Why does Bussjaeger have an issue with their reporting?

“I have a sneaking suspicion those ‘AK-47 assault rifles’ were no such thing. If I had money to bet, I’d say they were semi-auto-only variants that look kinda like AK-47s to the ignorant and most cops,” he argues.

And why would he make that assumption?

“The TEC-9 is a blow-back operated semi-automatic-only firearm,” he informs us.  And he also informed them, resulting in an exchange with one of the “Authorized Journalists” involved, Patrick Meighan, who emailed back this excuse:

I’m not an expert on firearms. In this case, I trusted the police to be, and “assault rifle” was the term police used in describing the weapons. The same goes for “submachine gun,” which another reader also pointed out was inaccurate. In describing firearms seized during a raid or arrest, I’m uncomfortable departing from police descriptions.

That’s what the police claim, alright. And while my call to their press release contact has not been returned at this writing [see “Update” at end of column], I did speak with Charles Keefe, a Nashua attorney representing Vincent Lenza, the man from whom the firearms were confiscated.

“It is our understanding that law enforcement did not seize any automatic weapons from Mr. Lenza as he did not possess any automatic weapons,” Mr. Keefe told me.

Reporters do not have to be subject matter experts on everything. That said, they have a responsibility to their readers to get the basics right, and to know that in cases like this, there are those who are counting on their ignorance.  They have a responsibility to those arrested, like Mr. Lenza, who is presumed innocent until proven guilty, not to put out unverified information that will prejudice the public. One must wonder which other authorities such reporters will just be “comfortable” parroting, instead of doing their own legwork to validate what they’re being told. That hardly speaks well for a “watchdog press” being a guardian of liberty.

This column has discussed before—many times—an old,  strategic bit of deception promulgated by the Violence Policy Center to confuse the public into thinking semi-automatic firearms are the same as “machine guns,” relying on reporters who don’t know any better—and who refuse to educate themselves—to help spread a calculated meme:

The weapons’ menacing looks, coupled with the public’s confusion over fully automatic machine guns versus semi-automatic assault weapons—anything that looks like a machine gun is assumed to be a machine gun—can only increase the chance of public support for restrictions on these weapons.

The ignorance on the part of mainstream reporters enters the realm of absurd on occasion, such as happened the other day on 19 Action News, in a report I caught by chance. The son of a local cop apparently got into a fight with some other guys, reportedly over a girl. He allegedly brought one of his father’s guns to the confrontation, described in the report as “a a 22-calibur [sic] revolver.”

The only problem, besides the sloppy ignorance of the transcriber and an evident lack of any editorial oversight?  The video showed the handgun lying on the ground, and it was clearly a semi-automatic. Veteran reporter Paul Orlousky apparently does not know the difference, and lets us know later in his report that the gun left at the scene was not the officer’s “service revolver.”

- _Data_
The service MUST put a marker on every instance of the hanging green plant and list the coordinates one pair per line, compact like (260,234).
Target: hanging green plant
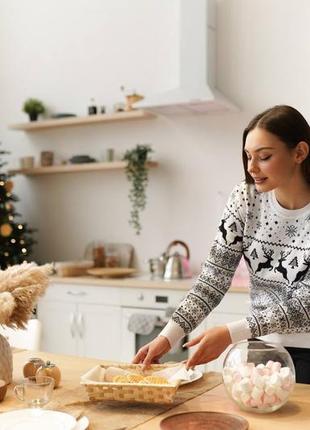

- _What is being asked_
Who is Charles Keefe, according to the column on firearms reporting?

- _Reply to the task_
A Nashua attorney representing Vincent Lenza, the man from whom the firearms were confiscated.